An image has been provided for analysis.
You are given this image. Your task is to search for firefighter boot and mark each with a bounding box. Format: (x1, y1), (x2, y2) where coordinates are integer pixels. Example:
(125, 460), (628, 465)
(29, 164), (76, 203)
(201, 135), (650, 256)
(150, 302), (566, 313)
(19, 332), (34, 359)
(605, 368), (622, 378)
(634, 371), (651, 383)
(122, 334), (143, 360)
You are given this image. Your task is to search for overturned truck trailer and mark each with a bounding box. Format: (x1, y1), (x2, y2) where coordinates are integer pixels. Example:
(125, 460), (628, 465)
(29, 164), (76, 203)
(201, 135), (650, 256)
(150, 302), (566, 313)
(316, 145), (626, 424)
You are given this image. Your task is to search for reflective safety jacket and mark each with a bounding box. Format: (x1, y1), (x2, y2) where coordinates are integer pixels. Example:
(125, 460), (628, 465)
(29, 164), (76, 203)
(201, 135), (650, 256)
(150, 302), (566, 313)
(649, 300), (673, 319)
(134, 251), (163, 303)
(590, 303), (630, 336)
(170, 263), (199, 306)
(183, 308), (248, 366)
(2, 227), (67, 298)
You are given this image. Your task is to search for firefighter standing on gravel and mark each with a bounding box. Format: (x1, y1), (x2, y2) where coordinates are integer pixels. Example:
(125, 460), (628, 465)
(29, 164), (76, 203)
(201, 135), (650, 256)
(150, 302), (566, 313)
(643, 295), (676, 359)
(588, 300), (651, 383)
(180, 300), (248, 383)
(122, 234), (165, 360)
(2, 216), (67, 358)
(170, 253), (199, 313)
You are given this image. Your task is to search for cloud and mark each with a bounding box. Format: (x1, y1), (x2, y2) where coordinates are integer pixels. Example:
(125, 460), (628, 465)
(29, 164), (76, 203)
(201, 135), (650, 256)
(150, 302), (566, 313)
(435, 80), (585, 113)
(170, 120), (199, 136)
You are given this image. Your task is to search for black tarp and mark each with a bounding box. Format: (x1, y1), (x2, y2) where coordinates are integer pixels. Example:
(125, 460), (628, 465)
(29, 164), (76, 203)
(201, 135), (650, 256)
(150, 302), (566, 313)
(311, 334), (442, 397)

○ ○ ○ ○ ○ ○ ○

Reproduce all of the records above word for word, keeping every line in its original order.

An image has been provided for analysis.
You are given this image. Your task is to search for firefighter boot and mark each with a bounding box. Format: (x1, y1), (x2, y2) where coordinates are integer pixels. Example:
(125, 460), (628, 465)
(29, 164), (76, 203)
(201, 135), (650, 256)
(150, 302), (566, 313)
(19, 332), (34, 359)
(605, 368), (622, 378)
(634, 371), (651, 383)
(122, 334), (143, 360)
You are given this image. Your task is to search for overturned truck trailer and mark each with a bounding box. Format: (x1, y1), (x2, y2) where coordinates are integer pixels. Example:
(125, 460), (628, 465)
(29, 164), (76, 203)
(201, 135), (650, 256)
(150, 302), (566, 313)
(316, 145), (626, 424)
You are given this image. Your task is to search for reflective safety jacket and mark each with a bounding box. Format: (x1, y1), (x2, y2) where coordinates are integer pixels. Example:
(125, 460), (628, 465)
(29, 164), (76, 203)
(201, 135), (650, 256)
(150, 302), (566, 313)
(649, 300), (673, 319)
(134, 251), (163, 303)
(590, 303), (630, 336)
(170, 263), (199, 306)
(183, 308), (248, 366)
(2, 227), (67, 298)
You are given this image. Your task is to search for firefighter standing on gravel and mark each with a bounding box. Format: (x1, y1), (x2, y2) where coordinates are integer pixels. Example:
(125, 460), (628, 465)
(29, 164), (76, 203)
(201, 135), (650, 256)
(150, 302), (566, 313)
(643, 295), (676, 359)
(588, 300), (651, 383)
(180, 300), (248, 383)
(122, 234), (165, 360)
(2, 216), (67, 358)
(170, 253), (199, 313)
You are given this image. Your task is to search for cloud and mark each with a bounding box. Format: (x1, y1), (x2, y2) where coordinates are integer pixels. Example:
(125, 460), (628, 465)
(29, 164), (76, 203)
(201, 135), (650, 256)
(150, 302), (566, 313)
(435, 80), (585, 113)
(170, 120), (199, 136)
You are given this image. Your task is to search for black tarp and mark each with a bounding box. Format: (x1, y1), (x2, y2) where coordinates are integer pixels. Example:
(125, 460), (628, 465)
(29, 164), (76, 203)
(201, 135), (650, 256)
(150, 302), (566, 313)
(311, 334), (442, 397)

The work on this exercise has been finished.